(Stored items from a collection)
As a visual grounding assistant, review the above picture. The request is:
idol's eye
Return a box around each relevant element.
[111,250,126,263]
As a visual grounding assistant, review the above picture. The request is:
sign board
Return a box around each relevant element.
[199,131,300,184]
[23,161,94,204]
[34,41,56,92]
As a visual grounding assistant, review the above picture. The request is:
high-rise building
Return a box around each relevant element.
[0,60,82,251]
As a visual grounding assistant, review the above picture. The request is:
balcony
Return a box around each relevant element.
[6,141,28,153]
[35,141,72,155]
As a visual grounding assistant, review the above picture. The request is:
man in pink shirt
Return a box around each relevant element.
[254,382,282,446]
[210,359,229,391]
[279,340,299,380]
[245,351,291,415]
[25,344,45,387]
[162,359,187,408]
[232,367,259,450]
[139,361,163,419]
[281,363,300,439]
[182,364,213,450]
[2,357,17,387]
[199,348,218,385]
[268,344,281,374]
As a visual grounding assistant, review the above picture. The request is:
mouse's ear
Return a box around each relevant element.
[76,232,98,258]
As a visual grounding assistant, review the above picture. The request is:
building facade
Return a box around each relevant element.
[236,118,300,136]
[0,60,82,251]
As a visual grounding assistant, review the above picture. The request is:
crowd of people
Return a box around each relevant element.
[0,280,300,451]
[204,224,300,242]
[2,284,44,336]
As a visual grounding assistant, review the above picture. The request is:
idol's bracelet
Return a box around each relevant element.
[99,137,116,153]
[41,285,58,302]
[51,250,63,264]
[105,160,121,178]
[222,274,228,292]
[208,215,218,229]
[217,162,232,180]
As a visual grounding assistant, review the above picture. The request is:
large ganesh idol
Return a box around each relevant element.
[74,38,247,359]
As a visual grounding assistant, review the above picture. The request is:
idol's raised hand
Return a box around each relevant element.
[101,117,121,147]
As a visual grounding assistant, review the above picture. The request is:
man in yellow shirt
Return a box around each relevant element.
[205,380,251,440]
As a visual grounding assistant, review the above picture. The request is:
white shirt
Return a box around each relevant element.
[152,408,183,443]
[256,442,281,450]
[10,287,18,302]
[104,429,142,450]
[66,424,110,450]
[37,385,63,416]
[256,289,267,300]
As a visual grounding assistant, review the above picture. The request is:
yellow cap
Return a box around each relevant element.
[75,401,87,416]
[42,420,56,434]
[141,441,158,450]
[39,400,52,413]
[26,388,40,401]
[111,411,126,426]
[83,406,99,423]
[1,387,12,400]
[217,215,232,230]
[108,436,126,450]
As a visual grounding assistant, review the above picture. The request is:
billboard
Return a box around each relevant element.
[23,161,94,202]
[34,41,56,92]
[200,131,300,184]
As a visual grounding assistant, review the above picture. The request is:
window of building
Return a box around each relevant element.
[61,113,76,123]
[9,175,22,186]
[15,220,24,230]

* **What to produce**
Your task is to give the records above again, exactly.

* **The answer**
As a visual grounding assistant, review the above picture. The request is:
idol's eye
Return a box around each relevant element.
[111,250,126,263]
As a visual grounding assistant, review the above picture. The request is:
sign board
Return a box around each relevant element.
[199,131,300,184]
[23,161,94,204]
[34,41,56,92]
As a visual grounding assistant, review the above picture. The request is:
high-rise building
Return a box around each relevant element.
[0,60,82,251]
As a visual grounding assistant, review the above picture. The request is:
balcony
Return a box around each relevant element.
[6,141,28,153]
[35,141,72,155]
As a visual grounding assistant, review the above picture. The request is:
man in pink shirt
Return a box around each relevant element.
[254,382,282,446]
[210,359,229,391]
[279,340,299,380]
[245,351,291,415]
[25,344,45,387]
[162,359,187,408]
[232,367,259,450]
[139,361,163,419]
[281,363,300,439]
[182,364,213,450]
[2,357,17,387]
[199,348,218,385]
[268,344,281,374]
As a visual grounding assistant, review the above picture. The request is:
mouse's ear
Return a box around each relevant element.
[76,232,98,258]
As a visual grounding assistant, review the above picture. The request is:
building facade
Return a box around each relevant element.
[236,118,300,136]
[0,60,82,251]
As a visual grounding assistant, review the above picture. The request is:
crowd of people
Return a box around each relevant element.
[0,280,300,451]
[204,224,300,242]
[2,284,44,336]
As a visual grounding assistant, review the above picture. The request is:
idol's bracelet
Return a box around each relevant element.
[99,137,116,153]
[41,285,58,302]
[51,250,63,264]
[105,160,121,178]
[222,274,228,292]
[208,215,218,229]
[217,162,232,180]
As a visual grounding assistant, review the above picture. The request is:
large ganesh idol
Return a box around each relevant element.
[74,38,247,359]
As a visual grounding assistant, review the above picture. The request is:
idol's raised hand
Return a box around each relevant element.
[101,117,121,147]
As a visual grounding assistant, review the above picture. The request is:
man in yellow shirt
Return a box around each relevant element.
[205,380,251,440]
As a visual grounding assistant, review the above picture. The request is:
white shirt
Return a box around each relevant element.
[152,408,183,443]
[256,442,281,450]
[10,287,18,302]
[104,429,142,450]
[66,424,110,450]
[37,385,63,416]
[256,289,267,300]
As a visual grounding assistant, review the above picture. The request is:
yellow cap
Return a box around each relevant element.
[75,401,87,416]
[42,420,56,434]
[141,441,158,450]
[39,400,52,413]
[26,388,40,401]
[111,411,126,426]
[83,406,99,423]
[1,387,12,400]
[217,215,232,230]
[108,436,126,450]
As a visual grounding assistant, review the above picture. The request is:
billboard
Return a box around each relevant element.
[23,161,94,202]
[34,41,56,92]
[200,131,300,184]
As a visual grounding assistant, review the above picture. The request is:
window of building
Return a box around each relevant element.
[61,113,76,123]
[9,175,22,186]
[15,220,24,230]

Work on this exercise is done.